-- BEGIN Provided entries --
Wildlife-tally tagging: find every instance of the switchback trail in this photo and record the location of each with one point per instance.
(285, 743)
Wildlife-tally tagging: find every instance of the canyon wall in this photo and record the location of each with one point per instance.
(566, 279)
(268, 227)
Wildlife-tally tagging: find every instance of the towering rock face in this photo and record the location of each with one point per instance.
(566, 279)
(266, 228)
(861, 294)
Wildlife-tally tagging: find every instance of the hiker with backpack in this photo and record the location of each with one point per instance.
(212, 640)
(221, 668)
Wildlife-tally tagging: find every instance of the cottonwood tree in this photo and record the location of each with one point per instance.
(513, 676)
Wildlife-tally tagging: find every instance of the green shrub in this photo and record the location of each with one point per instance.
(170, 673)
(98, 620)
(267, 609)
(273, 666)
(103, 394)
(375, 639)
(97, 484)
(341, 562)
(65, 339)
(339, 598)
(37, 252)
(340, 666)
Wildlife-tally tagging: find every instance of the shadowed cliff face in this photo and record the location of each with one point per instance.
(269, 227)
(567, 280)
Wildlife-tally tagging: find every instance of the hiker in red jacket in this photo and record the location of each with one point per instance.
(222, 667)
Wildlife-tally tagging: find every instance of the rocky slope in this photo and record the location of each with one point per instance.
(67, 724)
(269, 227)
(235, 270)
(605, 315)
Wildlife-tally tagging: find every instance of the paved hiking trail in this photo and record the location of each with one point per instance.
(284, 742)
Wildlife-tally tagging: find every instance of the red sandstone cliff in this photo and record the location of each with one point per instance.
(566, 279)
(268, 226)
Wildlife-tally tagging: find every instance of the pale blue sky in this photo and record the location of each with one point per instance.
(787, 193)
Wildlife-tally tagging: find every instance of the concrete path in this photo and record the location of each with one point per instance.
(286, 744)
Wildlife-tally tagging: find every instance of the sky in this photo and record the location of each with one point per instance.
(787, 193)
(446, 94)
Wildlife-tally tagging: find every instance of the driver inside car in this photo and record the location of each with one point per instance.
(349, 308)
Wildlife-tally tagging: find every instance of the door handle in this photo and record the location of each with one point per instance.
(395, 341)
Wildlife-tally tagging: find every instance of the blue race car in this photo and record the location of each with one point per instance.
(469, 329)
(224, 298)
-- END Provided entries --
From the records above, please extract every line and repeat it exactly.

▶ [Task result]:
Wildlife-tally tagging: find every instance of the switchback trail in this photo and record the location of each with one point per instance.
(285, 743)
Wildlife-tally tagging: find every instance of the canyon wall in this photo and record the location of each with one point per instance.
(566, 279)
(268, 227)
Wildlife-tally tagging: find every instance of the towering rock face in this photo and record the location of each with one point per instance.
(566, 279)
(266, 228)
(861, 294)
Wildlife-tally tagging: find every instance of the hiker with backpack in this photo and record the location of each with one point per instance.
(212, 640)
(221, 668)
Wildlife-tally tagging: find every instance of the cottonwood tree in this photo and record the location of each with one point per instance.
(513, 676)
Wildlife-tally tagging: find every instance of the green shrub in this photo and record the location of each with one point per instance.
(170, 673)
(98, 620)
(267, 609)
(273, 666)
(103, 394)
(375, 639)
(97, 484)
(341, 562)
(65, 339)
(339, 598)
(37, 252)
(340, 666)
Wildlife-tally tagging: find every instance of the shadowed cliff face in this photo and record the location of each with one point per instance.
(269, 227)
(567, 280)
Wildlife-tally tagging: find every instance of the hiker in red jacket in this photo and record the location of each with one point per instance.
(222, 667)
Wildlife-tally tagging: find every instance of the rocky slope in this photo and record the location of each with one point per instance.
(67, 724)
(269, 227)
(235, 270)
(605, 315)
Wildlife-tally tagging: find every instance of the paved hiking trail in this photo and record the location of each with one point per instance.
(284, 742)
Wildlife-tally tagging: find every instance of the red sandstone cliff in this photo and record the location of each with one point per instance.
(566, 279)
(268, 226)
Wildlife-tally tagging: find every instance of the pale blue sky in this photo and record the location of each with one point per instance.
(787, 193)
Wildlife-tally tagging: find every instance of the concrete path in this photo and record the location of each with one point per instance.
(286, 744)
Wildlife-tally tagging: find every instance of the sky in this photo and record the location of each with one point per instance.
(787, 193)
(446, 94)
Wildlife-tally tagging: find every instance of the driver inside car in this photo and record the location of each with one point per instance.
(349, 308)
Wildlife-tally tagging: find every instance of the door handle in this photo and record the location of each with one point per instance.
(395, 341)
Wildlife-tally tagging: find every instance of the blue race car in this photo and record the location of each with one point per instance.
(469, 329)
(224, 298)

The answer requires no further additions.